* _Exercise prompt_:
List every line in the entries below that contains the string "negative". Case counts.

'''

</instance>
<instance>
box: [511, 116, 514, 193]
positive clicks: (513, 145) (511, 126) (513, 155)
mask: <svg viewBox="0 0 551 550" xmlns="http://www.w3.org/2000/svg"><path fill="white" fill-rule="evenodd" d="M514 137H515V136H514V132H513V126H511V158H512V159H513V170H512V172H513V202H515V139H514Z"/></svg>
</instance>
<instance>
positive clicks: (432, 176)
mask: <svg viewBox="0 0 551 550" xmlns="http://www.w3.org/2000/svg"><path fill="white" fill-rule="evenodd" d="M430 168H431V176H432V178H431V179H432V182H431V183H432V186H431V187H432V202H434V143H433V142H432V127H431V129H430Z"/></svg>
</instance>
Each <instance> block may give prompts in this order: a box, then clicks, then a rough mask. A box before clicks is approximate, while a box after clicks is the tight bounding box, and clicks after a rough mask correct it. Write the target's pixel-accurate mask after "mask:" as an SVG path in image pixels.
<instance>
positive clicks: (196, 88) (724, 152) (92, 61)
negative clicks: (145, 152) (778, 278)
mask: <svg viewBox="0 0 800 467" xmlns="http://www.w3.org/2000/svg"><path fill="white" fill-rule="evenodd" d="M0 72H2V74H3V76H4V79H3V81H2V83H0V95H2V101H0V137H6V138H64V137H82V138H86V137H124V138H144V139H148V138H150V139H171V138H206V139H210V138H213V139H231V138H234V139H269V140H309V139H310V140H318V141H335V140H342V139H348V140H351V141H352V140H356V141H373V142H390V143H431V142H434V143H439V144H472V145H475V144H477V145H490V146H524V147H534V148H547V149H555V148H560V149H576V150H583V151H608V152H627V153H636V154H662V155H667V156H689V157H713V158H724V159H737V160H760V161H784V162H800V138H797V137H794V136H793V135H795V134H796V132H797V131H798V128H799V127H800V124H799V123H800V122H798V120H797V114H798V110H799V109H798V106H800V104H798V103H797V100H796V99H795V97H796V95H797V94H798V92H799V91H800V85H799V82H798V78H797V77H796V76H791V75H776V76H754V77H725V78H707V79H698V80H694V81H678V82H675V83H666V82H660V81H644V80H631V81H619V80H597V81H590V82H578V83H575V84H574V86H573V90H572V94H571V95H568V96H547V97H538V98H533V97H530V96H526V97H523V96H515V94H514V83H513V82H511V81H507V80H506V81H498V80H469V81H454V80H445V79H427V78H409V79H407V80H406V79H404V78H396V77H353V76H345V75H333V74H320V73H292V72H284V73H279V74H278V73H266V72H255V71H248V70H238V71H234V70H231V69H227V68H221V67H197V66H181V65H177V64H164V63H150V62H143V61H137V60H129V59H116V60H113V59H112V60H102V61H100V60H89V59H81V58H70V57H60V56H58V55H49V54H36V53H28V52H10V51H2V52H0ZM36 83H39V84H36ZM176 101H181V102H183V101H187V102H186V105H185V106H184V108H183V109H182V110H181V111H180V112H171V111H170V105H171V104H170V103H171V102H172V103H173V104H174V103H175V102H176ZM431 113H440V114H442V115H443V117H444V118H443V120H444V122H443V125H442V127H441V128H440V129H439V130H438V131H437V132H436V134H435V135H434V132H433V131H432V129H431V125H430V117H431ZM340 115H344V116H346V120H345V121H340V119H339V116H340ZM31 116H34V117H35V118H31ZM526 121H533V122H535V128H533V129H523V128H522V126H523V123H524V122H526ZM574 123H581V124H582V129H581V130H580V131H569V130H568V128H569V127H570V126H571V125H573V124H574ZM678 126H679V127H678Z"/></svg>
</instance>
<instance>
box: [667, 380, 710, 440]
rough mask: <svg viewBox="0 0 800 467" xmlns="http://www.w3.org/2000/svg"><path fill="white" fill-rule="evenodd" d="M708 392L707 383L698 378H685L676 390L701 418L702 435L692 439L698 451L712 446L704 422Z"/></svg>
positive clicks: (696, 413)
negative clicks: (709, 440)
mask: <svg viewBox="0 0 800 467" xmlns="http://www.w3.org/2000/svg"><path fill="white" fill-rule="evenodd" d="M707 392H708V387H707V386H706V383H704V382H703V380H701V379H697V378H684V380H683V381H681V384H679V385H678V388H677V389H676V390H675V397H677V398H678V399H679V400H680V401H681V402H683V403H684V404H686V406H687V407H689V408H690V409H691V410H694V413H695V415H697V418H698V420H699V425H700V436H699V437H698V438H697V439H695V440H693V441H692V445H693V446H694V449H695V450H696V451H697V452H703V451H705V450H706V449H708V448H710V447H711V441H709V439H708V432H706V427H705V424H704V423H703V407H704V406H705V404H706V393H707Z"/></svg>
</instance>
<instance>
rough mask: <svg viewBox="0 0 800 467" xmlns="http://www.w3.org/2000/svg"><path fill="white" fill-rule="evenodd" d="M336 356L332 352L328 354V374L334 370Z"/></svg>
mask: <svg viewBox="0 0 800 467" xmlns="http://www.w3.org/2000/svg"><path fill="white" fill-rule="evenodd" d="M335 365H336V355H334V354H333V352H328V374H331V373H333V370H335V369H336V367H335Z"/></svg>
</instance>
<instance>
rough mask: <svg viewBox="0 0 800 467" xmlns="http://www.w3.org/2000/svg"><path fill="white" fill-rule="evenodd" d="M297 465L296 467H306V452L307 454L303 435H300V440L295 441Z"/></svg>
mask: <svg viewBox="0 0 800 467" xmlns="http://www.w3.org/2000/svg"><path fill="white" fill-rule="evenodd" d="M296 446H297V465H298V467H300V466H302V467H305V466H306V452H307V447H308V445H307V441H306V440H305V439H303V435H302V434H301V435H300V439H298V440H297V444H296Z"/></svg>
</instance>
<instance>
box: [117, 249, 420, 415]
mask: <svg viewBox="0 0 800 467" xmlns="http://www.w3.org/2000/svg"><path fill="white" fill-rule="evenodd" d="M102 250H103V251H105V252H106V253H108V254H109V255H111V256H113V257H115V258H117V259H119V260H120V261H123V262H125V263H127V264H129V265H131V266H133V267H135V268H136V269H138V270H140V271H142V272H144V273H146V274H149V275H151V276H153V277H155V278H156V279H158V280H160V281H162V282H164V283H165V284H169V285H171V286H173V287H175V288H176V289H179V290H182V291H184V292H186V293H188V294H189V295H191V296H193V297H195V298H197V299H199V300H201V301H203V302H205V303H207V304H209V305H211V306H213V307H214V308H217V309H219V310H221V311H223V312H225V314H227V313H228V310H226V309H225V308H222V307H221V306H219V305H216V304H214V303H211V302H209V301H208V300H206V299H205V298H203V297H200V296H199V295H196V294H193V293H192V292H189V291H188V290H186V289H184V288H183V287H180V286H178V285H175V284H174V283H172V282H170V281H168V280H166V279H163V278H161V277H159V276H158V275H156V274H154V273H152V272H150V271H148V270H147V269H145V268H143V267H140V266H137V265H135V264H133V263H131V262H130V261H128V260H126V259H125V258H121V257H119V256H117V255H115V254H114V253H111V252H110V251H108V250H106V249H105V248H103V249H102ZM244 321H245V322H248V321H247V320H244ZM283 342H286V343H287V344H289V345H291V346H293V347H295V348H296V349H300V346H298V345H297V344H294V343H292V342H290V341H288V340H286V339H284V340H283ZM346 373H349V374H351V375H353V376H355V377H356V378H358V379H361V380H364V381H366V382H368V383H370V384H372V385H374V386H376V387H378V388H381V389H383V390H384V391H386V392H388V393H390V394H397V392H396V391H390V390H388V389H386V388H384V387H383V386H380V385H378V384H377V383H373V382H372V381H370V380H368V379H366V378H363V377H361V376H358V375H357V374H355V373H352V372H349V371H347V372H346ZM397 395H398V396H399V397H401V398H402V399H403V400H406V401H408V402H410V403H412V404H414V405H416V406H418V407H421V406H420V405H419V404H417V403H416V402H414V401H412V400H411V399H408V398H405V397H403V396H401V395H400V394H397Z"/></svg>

'''

* _Solved problem_:
negative clicks: (145, 152) (778, 278)
negative clicks: (709, 440)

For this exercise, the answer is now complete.